_Problem to work on_:
Write the next part of the blog post on listening, starting right after its last sentence.

_Extract_:
Tuesday

Listening - Teasing him from behind closed doors

I've blogged before that my husband likes to watch me with another man. From our first threesomes we went to him watching. From watching it went to him listening. From listening it went to me going out alone. Dating.

But I think listening is his favorite.

Listening is always done here, at home (so far). He's never listened to me with another guy at their place yet, but that may happen still.

Being at home means several things. It excites my husband when I invite a lover into our home.

It's our marital bed. Being a slut for another man in our marital bed is cuckold play at it's most brutal. (Except maybe his fantasy of my getting pregnant, but that's another blog!).

When I take a lover into my room and leave my husband outside it's a mind fuck. It sends a message - I want to be with him not you. In my husband's mind I've become the slut he fantasizes about. He sees that I need another cock. He knows I'm going into our bed to fuck him. Husband keep out! Sometimes I will loudly lock the door to emphasize that message.

Listening is the real mind fuck. He can only hear. His mind must do the rest, filling in the blanks, creating the images of that which he knows is happening in the next room but which he cannot see.

_Source material_:

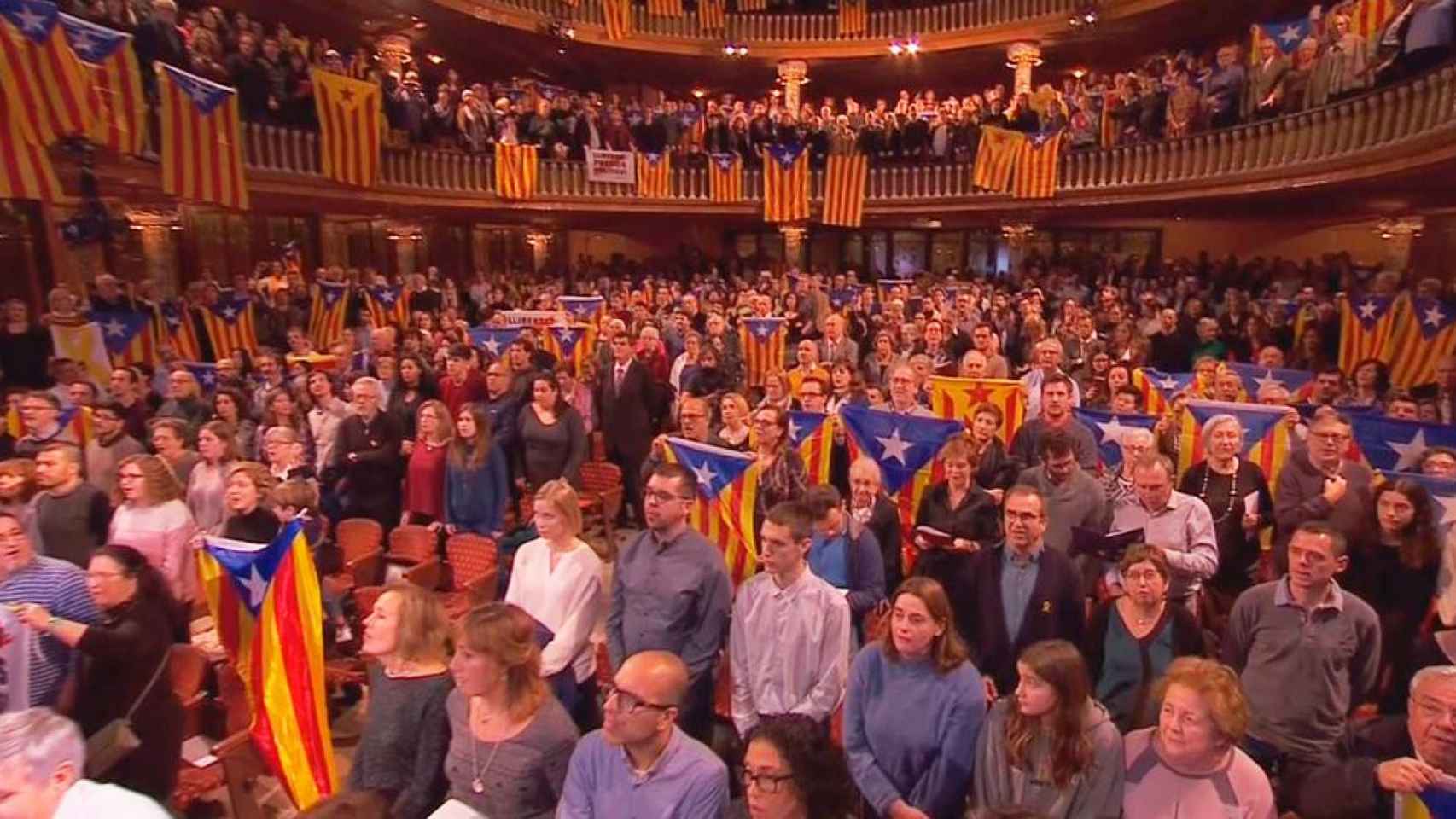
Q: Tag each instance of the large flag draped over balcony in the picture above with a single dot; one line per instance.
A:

_Result below_:
I love knowing my husband is listening. I love fucking with his mind. I love talking quietly, just loud enough that he hears the talk but not the words. I love to moan and cum and cry out loudly. I love to lay silently at times making him wonder what I may be doing. I may be sucking on a cock or enjoying a tongue between my legs. He doesn't know. That's the beauty of it all. He can only guess and imagine.

He has no idea how long we will be. It could be one hour or two or three or more. He doesn't know if I will come out after we fuck to check on him, then go back again. He doesn't know if I will offer him relief, or if I will just tease him with my wet pussy then return to my lover. He knows nothing for sure while I have a lover in our bed.

The only thing he can be certain of is that he will be with me again after my lover is gone. He lives for that moment. He waits all night for the unlocking of that bedroom door for the last time. Walking my lover to the door. The goodnight kiss. The goodbyes.

Then the reconnection of husband and wife. His entire night this far is centered on that one magical moment when he can touch me. Hold me. Kiss me.

We'll slip back into the still-warm bed. The wet spots will be there. We'll touch. He will taste. I will tease. The details he craves will emerge. He will reclaim his wife and there will be orgasms. More for me. His first, then perhaps second, or third, in days. We will fall asleep together, close, touching. In love.

I like the listening too.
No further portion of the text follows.